## EXERCISE PROMPT
Output the entries verbatim, including every line.

## INFORMATION SHOWN

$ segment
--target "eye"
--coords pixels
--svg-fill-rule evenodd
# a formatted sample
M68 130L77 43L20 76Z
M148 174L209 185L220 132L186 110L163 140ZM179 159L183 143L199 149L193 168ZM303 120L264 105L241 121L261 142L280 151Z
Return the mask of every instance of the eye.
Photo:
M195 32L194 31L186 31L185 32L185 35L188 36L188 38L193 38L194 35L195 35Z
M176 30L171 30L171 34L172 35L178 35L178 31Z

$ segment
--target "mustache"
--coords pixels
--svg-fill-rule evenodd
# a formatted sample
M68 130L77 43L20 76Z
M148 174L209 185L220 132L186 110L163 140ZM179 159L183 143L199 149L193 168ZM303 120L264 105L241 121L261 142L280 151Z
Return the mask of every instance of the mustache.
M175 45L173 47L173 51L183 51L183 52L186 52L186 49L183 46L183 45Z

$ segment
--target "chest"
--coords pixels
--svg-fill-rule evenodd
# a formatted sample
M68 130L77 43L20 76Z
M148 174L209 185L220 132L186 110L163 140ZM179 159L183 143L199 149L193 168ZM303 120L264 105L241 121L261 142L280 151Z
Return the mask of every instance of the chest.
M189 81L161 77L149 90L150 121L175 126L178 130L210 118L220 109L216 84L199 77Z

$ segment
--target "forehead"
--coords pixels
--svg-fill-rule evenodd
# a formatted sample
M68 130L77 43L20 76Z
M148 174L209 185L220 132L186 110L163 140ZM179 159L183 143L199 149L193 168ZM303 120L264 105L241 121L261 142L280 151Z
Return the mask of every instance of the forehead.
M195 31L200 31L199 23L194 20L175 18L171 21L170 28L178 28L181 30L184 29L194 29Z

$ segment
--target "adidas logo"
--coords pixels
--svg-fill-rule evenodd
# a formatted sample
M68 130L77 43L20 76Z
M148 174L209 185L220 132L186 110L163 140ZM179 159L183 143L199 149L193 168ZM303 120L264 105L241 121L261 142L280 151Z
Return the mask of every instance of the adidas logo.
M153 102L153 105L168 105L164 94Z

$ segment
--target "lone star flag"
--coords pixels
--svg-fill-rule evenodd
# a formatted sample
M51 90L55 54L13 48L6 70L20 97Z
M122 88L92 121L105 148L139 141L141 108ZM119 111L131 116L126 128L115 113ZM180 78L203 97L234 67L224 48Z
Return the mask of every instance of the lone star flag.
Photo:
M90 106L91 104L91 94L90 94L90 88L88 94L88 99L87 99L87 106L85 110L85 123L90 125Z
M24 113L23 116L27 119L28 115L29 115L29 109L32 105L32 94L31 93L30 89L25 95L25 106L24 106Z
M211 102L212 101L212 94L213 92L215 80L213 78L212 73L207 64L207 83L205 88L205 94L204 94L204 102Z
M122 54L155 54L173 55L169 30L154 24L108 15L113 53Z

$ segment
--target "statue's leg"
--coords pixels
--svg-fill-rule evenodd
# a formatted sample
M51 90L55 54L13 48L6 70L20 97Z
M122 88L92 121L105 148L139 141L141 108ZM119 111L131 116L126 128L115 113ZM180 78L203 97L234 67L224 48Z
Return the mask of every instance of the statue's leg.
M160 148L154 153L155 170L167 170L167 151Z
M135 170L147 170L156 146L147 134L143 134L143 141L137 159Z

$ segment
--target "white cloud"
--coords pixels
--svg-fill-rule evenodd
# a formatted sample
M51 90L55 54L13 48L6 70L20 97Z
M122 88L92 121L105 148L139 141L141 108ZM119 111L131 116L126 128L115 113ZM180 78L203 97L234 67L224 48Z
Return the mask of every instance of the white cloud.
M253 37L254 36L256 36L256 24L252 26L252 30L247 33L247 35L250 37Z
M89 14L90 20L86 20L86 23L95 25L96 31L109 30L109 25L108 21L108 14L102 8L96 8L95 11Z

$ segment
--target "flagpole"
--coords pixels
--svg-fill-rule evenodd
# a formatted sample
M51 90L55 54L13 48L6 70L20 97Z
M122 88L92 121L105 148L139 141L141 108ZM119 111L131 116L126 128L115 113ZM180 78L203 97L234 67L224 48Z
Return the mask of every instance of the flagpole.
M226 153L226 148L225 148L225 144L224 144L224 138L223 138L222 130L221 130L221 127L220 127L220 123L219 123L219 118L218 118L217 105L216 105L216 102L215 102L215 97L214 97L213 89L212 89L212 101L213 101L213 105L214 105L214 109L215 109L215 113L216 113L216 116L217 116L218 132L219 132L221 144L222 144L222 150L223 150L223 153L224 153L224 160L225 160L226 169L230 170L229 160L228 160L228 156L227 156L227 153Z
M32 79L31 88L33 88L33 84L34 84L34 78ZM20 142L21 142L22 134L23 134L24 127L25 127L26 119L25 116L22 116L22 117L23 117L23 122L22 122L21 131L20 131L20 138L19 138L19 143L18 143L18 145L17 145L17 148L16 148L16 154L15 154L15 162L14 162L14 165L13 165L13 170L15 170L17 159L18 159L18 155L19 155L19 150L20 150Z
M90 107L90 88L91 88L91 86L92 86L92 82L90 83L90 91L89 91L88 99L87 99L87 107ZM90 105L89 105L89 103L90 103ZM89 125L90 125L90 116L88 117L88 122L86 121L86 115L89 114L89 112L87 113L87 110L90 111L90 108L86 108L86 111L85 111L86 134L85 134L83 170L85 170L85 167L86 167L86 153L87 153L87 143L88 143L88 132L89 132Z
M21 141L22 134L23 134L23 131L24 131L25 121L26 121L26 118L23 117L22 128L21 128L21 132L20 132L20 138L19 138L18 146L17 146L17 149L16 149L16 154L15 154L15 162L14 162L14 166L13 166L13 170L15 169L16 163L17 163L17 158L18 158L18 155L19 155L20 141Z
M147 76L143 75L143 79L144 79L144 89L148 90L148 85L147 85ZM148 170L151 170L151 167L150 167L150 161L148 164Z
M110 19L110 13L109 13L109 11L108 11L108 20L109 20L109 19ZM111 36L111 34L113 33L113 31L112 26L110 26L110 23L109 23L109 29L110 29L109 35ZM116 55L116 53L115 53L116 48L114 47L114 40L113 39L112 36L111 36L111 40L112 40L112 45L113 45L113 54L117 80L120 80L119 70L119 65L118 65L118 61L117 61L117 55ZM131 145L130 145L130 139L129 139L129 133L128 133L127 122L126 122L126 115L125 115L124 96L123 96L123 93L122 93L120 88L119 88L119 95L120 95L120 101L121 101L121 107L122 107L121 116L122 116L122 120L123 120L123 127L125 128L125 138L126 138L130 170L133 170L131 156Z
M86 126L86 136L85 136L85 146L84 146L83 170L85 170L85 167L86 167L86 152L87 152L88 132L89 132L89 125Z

## EXERCISE RESULT
$ segment
--target "eye"
--coords pixels
--svg-fill-rule evenodd
# a formatted sample
M68 130L77 43L20 76Z
M148 174L209 185L220 132L186 110L163 140ZM179 159L183 143L199 149L193 168ZM303 120L264 105L241 121L261 142L280 151Z
Return the mask of every instance of the eye.
Photo:
M195 32L194 31L186 31L185 32L185 35L188 36L188 38L193 38L194 35L195 35Z
M176 30L171 30L171 34L172 35L178 35L178 31Z

$ segment
--target "mustache"
--coords pixels
--svg-fill-rule evenodd
# a formatted sample
M68 130L77 43L20 76Z
M148 174L209 185L220 132L186 110L163 140ZM179 159L183 143L199 149L193 168ZM303 120L264 105L241 121L261 142L280 151Z
Return the mask of every instance of the mustache.
M175 45L173 47L173 51L183 51L183 52L186 52L186 49L183 46L183 45Z

$ segment
--target "chest"
--coords pixels
--svg-fill-rule evenodd
# a formatted sample
M68 130L77 43L20 76Z
M148 174L209 185L220 132L186 110L163 140ZM179 159L183 143L199 149L193 168ZM303 120L264 105L241 121L261 142L280 151Z
Return the mask of every instance of the chest.
M189 81L161 77L149 90L150 121L175 126L178 130L210 118L220 109L216 84L199 77Z

$ segment
--target "forehead"
--coords pixels
--svg-fill-rule evenodd
# a formatted sample
M68 130L77 43L20 76Z
M148 174L209 185L220 132L186 110L163 140ZM179 159L183 143L199 149L193 168ZM303 120L264 105L241 121L261 142L280 151Z
Return the mask of every instance of the forehead.
M195 31L200 31L199 23L194 20L175 18L171 21L170 28L178 28L181 30L184 29L194 29Z

$ segment
--target "adidas logo"
--coords pixels
--svg-fill-rule evenodd
# a formatted sample
M68 130L77 43L20 76Z
M148 174L209 185L220 132L186 110L163 140ZM179 159L183 143L199 149L193 168ZM303 120L264 105L241 121L261 142L280 151Z
Return the mask of every instance of the adidas logo.
M153 102L153 105L168 105L164 94Z

$ segment
--target "lone star flag"
--coords pixels
--svg-fill-rule evenodd
# a formatted sample
M51 90L55 54L13 48L6 70L20 97Z
M122 88L92 121L105 148L139 141L141 108ZM119 111L131 116L126 128L115 113ZM180 78L203 97L234 67L224 48Z
Return the mask of every instance of the lone star flag.
Photo:
M90 106L91 104L91 94L90 94L90 88L88 94L88 99L87 99L87 106L85 110L85 123L90 125Z
M24 113L23 116L27 119L28 115L29 115L29 109L32 105L32 94L31 93L30 89L25 95L25 106L24 106Z
M211 102L212 101L212 94L213 92L215 80L213 78L212 73L207 64L207 83L205 88L205 94L204 94L204 102Z
M122 54L155 54L173 55L169 30L154 24L108 15L113 53Z

$ segment
--target "statue's leg"
--coords pixels
--svg-fill-rule evenodd
# a formatted sample
M51 90L55 54L13 48L6 70L20 97Z
M122 88L92 121L105 148L139 141L141 108ZM119 111L131 116L126 128L115 113ZM180 78L203 97L234 67L224 48Z
Return the mask of every instance of the statue's leg.
M160 148L154 153L155 170L167 170L167 151Z
M135 170L147 170L156 146L147 134L143 134L143 141L137 159Z

$ segment
--target "white cloud"
--coords pixels
--svg-fill-rule evenodd
# a formatted sample
M51 90L55 54L13 48L6 70L20 97Z
M122 88L92 121L105 148L139 141L141 108ZM119 111L131 116L126 128L115 113ZM180 78L203 97L234 67L224 48Z
Return the mask of every instance of the white cloud.
M253 37L254 36L256 36L256 24L252 26L252 30L247 33L247 35L250 37Z
M89 14L90 20L86 20L86 23L95 25L96 31L109 30L109 25L108 21L108 14L102 8L96 8L95 11Z

$ segment
--target "flagpole"
--coords pixels
--svg-fill-rule evenodd
# a formatted sample
M51 90L55 54L13 48L6 70L20 97Z
M122 88L92 121L105 148L139 141L141 108ZM119 111L131 116L126 128L115 113ZM180 78L203 97L234 67L224 48Z
Return the mask of every instance of the flagpole.
M226 153L226 148L225 148L225 144L224 144L224 138L223 138L222 130L221 130L221 127L220 127L220 123L219 123L219 118L218 118L217 105L216 105L216 102L215 102L215 97L214 97L213 89L212 89L212 101L213 101L213 105L214 105L214 109L215 109L215 113L216 113L216 116L217 116L218 132L219 132L221 144L222 144L222 150L223 150L223 153L224 153L224 160L225 160L226 169L230 170L229 160L228 160L228 156L227 156L227 153Z
M32 79L31 88L33 88L33 84L34 84L34 78ZM20 142L21 142L22 134L23 134L24 127L25 127L26 119L25 116L22 116L22 117L23 117L23 122L22 122L21 131L20 131L20 138L19 138L19 143L18 143L18 145L17 145L17 148L16 148L16 154L15 154L15 162L14 162L14 165L13 165L13 170L15 170L17 159L18 159L18 155L19 155L19 150L20 150Z
M90 107L90 88L91 88L91 86L92 86L92 82L90 83L90 91L89 91L88 99L87 99L87 107ZM90 105L89 105L89 103L90 103ZM89 125L90 125L90 116L88 117L88 122L86 121L86 115L89 114L89 112L87 113L87 110L90 111L90 108L86 108L86 111L85 111L86 134L85 134L83 170L85 170L85 167L86 167L86 153L87 153L87 143L88 143L88 132L89 132Z
M21 141L22 134L23 134L23 131L24 131L25 121L26 121L26 118L23 117L22 128L21 128L21 132L20 132L20 138L19 138L18 146L17 146L17 149L16 149L16 154L15 154L15 162L14 162L14 166L13 166L13 170L15 169L16 163L17 163L17 158L18 158L18 155L19 155L20 141Z
M147 76L143 75L143 79L144 79L144 89L148 90L148 85L147 85ZM148 170L151 170L151 167L150 167L150 161L148 164Z
M110 19L110 13L109 13L109 11L108 11L108 20L109 20L109 19ZM111 36L111 34L113 33L113 31L112 26L110 26L110 23L109 23L109 29L110 29L109 35ZM116 55L116 53L115 53L116 48L114 47L114 40L113 39L112 36L111 36L111 40L112 40L112 45L113 45L113 54L117 80L120 80L119 70L119 65L118 65L118 61L117 61L117 55ZM131 145L130 145L130 139L129 139L129 133L128 133L127 122L126 122L126 115L125 115L124 96L123 96L123 93L122 93L120 88L119 88L119 95L120 95L120 101L121 101L121 107L122 107L121 116L122 116L122 120L123 120L123 127L125 128L125 138L126 138L130 170L133 170L131 156Z
M86 126L86 136L85 136L85 146L84 146L83 170L85 170L85 167L86 167L86 152L87 152L88 132L89 132L89 125Z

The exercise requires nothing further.